▶ [MATERIAL TO PROCESS]:
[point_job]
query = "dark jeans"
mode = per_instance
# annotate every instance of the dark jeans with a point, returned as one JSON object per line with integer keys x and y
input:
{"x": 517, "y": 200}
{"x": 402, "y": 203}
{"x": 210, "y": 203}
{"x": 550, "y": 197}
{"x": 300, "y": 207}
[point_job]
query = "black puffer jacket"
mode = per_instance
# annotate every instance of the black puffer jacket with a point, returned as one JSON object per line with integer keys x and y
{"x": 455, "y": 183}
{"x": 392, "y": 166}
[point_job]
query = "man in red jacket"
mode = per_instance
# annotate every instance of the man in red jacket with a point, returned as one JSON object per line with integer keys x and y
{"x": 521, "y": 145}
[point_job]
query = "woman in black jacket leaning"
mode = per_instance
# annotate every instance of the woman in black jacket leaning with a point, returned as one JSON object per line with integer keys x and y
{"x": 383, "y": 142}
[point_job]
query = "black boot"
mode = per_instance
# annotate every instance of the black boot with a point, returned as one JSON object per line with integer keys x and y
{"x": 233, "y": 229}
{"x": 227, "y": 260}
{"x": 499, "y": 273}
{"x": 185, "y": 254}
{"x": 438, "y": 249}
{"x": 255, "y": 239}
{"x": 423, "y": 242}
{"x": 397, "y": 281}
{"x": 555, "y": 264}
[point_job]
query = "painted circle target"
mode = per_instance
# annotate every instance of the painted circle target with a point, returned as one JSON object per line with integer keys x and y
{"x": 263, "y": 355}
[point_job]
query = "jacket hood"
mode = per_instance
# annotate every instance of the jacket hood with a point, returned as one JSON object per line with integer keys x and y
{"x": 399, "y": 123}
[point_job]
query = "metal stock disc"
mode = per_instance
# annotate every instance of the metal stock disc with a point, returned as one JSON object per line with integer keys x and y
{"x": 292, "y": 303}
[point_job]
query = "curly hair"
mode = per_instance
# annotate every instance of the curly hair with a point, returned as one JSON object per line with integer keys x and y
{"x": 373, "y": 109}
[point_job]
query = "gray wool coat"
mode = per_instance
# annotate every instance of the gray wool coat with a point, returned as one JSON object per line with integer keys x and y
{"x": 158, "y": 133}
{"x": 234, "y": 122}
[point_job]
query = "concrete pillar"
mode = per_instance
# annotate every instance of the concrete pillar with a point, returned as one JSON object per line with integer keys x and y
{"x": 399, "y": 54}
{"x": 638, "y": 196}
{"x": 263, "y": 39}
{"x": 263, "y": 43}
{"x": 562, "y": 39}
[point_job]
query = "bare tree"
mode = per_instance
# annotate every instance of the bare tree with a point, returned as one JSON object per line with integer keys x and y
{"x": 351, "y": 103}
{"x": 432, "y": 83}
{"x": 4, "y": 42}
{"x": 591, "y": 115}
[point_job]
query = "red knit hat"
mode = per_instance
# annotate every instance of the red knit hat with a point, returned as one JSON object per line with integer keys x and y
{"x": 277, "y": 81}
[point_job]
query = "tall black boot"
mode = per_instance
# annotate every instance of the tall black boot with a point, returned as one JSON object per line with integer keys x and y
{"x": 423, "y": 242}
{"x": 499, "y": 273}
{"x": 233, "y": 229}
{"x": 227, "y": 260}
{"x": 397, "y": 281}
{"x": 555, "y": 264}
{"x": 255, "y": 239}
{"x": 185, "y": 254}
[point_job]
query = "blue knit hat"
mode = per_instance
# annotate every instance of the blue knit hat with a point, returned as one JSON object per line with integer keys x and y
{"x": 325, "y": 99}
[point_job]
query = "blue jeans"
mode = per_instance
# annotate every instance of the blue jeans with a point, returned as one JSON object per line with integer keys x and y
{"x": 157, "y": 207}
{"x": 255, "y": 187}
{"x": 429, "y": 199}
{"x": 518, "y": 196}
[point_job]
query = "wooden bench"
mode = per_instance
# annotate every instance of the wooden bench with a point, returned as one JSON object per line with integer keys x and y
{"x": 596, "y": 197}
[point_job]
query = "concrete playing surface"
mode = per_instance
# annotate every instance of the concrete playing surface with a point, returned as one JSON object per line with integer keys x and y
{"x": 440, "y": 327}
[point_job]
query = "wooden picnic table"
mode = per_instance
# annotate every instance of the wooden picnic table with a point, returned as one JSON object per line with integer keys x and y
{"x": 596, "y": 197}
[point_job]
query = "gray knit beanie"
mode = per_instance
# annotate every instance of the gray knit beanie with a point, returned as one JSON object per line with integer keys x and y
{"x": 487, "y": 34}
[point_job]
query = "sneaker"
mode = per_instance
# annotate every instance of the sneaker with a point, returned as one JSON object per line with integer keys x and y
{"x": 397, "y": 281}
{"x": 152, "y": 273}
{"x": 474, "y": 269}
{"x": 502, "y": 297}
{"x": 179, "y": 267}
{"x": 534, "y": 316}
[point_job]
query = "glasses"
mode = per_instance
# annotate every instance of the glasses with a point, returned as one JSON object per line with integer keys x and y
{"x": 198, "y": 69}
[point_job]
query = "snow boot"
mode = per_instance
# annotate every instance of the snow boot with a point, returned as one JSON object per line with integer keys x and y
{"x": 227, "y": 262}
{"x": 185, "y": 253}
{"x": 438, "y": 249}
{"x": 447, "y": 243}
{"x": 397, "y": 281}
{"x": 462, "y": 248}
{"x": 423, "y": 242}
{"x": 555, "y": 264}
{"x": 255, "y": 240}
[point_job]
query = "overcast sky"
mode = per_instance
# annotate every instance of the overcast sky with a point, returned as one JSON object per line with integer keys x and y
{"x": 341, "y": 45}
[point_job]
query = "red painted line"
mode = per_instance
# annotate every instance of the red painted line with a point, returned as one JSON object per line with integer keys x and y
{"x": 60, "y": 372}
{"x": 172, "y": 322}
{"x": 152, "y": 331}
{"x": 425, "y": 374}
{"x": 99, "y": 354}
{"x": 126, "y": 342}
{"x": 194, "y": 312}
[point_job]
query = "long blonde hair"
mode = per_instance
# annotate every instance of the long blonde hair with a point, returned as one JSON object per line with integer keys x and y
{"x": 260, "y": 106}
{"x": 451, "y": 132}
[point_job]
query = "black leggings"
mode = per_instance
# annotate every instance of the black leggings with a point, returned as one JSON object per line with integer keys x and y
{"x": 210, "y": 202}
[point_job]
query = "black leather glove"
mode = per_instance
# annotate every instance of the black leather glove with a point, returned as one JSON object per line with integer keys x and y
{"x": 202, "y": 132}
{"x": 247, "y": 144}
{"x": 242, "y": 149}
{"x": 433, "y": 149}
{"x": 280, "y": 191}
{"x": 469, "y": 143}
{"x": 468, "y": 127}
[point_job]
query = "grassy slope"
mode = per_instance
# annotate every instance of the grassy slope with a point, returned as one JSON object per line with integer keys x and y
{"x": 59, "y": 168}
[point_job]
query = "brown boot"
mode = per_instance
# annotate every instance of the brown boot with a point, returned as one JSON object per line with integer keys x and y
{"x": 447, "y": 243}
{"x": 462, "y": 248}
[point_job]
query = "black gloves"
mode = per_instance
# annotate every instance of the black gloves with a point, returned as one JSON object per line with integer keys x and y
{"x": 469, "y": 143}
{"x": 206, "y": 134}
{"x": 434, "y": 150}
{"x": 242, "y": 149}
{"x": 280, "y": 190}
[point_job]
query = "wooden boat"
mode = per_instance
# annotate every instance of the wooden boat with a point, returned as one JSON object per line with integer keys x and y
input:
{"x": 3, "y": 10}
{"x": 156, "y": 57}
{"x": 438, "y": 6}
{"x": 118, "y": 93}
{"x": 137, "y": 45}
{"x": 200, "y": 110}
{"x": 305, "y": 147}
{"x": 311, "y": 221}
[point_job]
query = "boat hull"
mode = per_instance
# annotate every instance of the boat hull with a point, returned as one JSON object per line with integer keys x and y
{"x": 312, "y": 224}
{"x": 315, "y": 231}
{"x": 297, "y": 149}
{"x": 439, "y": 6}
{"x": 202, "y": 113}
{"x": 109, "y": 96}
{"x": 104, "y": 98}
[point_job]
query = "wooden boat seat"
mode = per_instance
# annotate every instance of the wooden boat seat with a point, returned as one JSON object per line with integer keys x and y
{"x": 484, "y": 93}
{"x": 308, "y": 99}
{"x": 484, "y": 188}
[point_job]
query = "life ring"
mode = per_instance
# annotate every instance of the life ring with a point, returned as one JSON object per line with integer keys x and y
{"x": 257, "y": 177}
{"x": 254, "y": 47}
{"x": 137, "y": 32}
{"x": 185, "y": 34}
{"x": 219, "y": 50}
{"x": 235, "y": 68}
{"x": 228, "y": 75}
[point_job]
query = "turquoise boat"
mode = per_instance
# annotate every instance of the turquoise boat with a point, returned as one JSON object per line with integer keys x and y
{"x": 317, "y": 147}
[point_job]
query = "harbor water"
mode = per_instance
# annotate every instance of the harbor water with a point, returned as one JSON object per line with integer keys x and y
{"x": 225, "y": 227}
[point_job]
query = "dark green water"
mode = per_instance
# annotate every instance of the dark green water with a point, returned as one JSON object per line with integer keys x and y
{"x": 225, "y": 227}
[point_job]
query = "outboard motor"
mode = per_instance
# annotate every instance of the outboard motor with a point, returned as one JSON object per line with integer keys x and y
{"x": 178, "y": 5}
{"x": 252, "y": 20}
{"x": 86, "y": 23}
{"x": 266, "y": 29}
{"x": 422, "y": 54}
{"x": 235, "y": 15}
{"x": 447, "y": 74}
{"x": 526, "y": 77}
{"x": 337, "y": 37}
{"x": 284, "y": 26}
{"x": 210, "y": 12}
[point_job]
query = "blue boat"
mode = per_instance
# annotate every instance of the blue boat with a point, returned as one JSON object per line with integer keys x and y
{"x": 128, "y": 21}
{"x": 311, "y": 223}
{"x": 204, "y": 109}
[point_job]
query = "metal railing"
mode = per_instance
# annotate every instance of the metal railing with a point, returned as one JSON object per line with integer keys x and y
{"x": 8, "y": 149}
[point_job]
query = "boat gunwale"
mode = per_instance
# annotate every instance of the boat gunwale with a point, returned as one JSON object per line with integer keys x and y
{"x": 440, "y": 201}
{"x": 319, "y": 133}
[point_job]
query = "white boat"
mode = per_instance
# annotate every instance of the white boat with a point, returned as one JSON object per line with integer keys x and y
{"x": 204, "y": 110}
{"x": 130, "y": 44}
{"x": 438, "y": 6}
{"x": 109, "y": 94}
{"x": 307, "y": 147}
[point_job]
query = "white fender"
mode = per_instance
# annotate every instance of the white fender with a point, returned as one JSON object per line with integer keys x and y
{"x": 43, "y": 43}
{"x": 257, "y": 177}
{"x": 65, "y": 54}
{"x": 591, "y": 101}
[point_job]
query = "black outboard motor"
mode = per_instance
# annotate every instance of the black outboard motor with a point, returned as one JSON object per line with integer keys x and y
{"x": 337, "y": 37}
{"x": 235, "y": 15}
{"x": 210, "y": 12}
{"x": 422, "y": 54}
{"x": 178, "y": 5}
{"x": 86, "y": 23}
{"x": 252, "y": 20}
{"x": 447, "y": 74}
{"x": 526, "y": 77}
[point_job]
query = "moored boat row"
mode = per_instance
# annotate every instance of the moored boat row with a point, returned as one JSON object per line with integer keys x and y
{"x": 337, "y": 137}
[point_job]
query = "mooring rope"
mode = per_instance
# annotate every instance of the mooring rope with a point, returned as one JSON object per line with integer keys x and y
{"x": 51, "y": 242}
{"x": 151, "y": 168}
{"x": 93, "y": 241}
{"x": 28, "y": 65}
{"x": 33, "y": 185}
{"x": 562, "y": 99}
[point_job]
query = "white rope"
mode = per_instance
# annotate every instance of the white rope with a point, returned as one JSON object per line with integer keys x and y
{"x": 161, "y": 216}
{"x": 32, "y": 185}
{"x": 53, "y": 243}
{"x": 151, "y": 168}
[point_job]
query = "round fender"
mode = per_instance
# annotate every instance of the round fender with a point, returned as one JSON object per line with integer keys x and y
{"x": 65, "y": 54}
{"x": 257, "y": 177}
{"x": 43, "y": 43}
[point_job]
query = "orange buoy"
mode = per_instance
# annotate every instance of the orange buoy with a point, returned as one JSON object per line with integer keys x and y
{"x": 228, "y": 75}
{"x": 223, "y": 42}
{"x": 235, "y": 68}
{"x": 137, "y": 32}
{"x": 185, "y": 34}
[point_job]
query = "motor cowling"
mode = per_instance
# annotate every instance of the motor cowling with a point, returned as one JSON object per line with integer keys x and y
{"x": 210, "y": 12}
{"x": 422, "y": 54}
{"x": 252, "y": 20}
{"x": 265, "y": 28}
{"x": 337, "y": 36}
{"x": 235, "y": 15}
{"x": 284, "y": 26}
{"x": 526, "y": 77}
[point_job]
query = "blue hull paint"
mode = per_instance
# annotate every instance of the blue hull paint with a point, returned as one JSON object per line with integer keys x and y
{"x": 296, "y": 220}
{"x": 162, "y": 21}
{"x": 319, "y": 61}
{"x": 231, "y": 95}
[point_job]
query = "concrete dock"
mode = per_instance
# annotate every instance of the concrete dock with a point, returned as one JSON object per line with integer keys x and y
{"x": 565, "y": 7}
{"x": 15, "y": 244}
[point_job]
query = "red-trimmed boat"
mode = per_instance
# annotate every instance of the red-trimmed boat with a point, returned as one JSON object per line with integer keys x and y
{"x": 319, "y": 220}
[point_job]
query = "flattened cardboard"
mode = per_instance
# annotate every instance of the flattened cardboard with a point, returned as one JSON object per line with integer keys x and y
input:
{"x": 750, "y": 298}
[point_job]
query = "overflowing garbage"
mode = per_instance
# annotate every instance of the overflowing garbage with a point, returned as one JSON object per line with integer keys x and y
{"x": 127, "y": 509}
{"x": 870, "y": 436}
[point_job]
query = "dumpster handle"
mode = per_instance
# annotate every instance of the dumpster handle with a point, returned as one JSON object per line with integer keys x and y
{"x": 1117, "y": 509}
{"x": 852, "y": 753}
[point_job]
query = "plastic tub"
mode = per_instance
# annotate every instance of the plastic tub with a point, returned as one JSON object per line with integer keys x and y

▶ [WORK ITEM]:
From the entries above, list each line with "flattened" in it.

▶ [RESULT FOR THIS TASK]:
query = "flattened cardboard"
# annotate every instance of the flattened cardboard with a point, returned as one JSON object per line with integer keys x and y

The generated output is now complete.